**PROMPT:** Please retype every one of the rows below, character for character.

####################

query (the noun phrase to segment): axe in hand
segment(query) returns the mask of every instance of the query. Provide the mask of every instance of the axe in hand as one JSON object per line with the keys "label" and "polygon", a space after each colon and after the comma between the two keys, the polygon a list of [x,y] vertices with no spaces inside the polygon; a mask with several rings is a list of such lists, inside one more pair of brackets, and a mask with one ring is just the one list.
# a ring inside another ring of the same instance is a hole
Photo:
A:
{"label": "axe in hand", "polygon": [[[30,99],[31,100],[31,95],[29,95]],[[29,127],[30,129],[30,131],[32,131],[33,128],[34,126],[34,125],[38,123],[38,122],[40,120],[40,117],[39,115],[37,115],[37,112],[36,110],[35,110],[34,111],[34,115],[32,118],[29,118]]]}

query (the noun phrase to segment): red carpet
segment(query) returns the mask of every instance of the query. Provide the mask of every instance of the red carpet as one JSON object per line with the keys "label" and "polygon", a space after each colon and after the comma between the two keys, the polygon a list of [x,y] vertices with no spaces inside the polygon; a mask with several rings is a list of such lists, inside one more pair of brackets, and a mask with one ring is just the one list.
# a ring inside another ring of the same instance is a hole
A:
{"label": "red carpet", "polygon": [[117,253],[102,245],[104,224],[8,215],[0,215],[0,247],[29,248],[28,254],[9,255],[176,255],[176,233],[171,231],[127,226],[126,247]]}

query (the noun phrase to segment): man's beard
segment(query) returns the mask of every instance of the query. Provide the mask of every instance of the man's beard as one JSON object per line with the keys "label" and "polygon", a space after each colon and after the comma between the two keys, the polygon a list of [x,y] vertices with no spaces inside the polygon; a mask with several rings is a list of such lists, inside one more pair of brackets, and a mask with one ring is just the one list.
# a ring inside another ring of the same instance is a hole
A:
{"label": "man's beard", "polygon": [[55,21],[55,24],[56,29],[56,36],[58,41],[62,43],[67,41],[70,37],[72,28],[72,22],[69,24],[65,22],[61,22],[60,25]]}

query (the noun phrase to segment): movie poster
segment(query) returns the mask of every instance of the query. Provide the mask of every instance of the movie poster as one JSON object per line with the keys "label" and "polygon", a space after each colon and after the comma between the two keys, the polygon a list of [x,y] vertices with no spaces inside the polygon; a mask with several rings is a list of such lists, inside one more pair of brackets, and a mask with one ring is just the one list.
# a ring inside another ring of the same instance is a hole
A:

####################

**ANSWER TO THE PROBLEM:**
query (the noun phrase to segment): axe in hand
segment(query) returns the mask of every instance of the query. Provide the mask of every instance of the axe in hand as one JSON object per line with the keys "label" and "polygon", a space after each colon and after the comma between the two keys, the polygon a list of [x,y] vertices with no spaces inside the polygon; a mask with several rings is a list of such lists, inside one more pair of brackets, and a mask with one ring is just the one list.
# a ring inside another ring of the same instance is a hole
Photo:
A:
{"label": "axe in hand", "polygon": [[[30,99],[31,100],[31,95],[29,95]],[[29,127],[30,129],[30,131],[32,131],[33,128],[34,126],[34,125],[38,123],[38,122],[40,120],[40,117],[39,115],[37,115],[37,112],[36,110],[35,110],[34,111],[34,115],[32,118],[29,118]]]}

query (the noun phrase to segment): red carpet
segment(query) returns the mask of every instance of the query. Provide the mask of every instance of the red carpet as one JSON object per line with the keys "label" and "polygon", a space after each colon and after the comma between the two keys, the polygon a list of [x,y] vertices with no spaces inside the polygon; a mask with several rings is a list of such lists, inside one more pair of brackets, and a mask with one ring is just the one list.
# a ring inside another ring of the same instance is a hole
A:
{"label": "red carpet", "polygon": [[117,253],[102,245],[104,224],[8,215],[0,215],[0,247],[29,248],[28,254],[9,255],[176,255],[176,233],[171,231],[127,226],[126,247]]}

query (the noun phrase to segment): man's beard
segment(query) returns the mask of every instance of the query. Provide the mask of every instance of the man's beard as one JSON object per line with the keys "label" and "polygon", a space after each colon and after the comma between the two keys, the polygon a list of [x,y] vertices with no spaces inside the polygon; a mask with several rings is a list of such lists, inside one more pair of brackets, and a mask with one ring is just the one list.
# a ring inside another ring of the same instance is a hole
A:
{"label": "man's beard", "polygon": [[55,21],[55,24],[56,29],[56,36],[58,41],[62,43],[67,41],[70,37],[72,28],[72,22],[69,24],[65,22],[61,22],[60,25]]}

query (the noun phrase to segment): movie poster
segment(query) returns the mask of every instance of the query. Provide the mask of every instance of the movie poster as one JSON object per line with the keys "label" and "polygon", a space after each colon and after the comma between the two keys, the polygon a list of [x,y] vertices with no spaces inside the polygon; a mask with several rings is a list of such lists, inside one more pair of brackets, and a mask with one ring is just the one list.
# a ring inside another ring of the same instance is a hole
A:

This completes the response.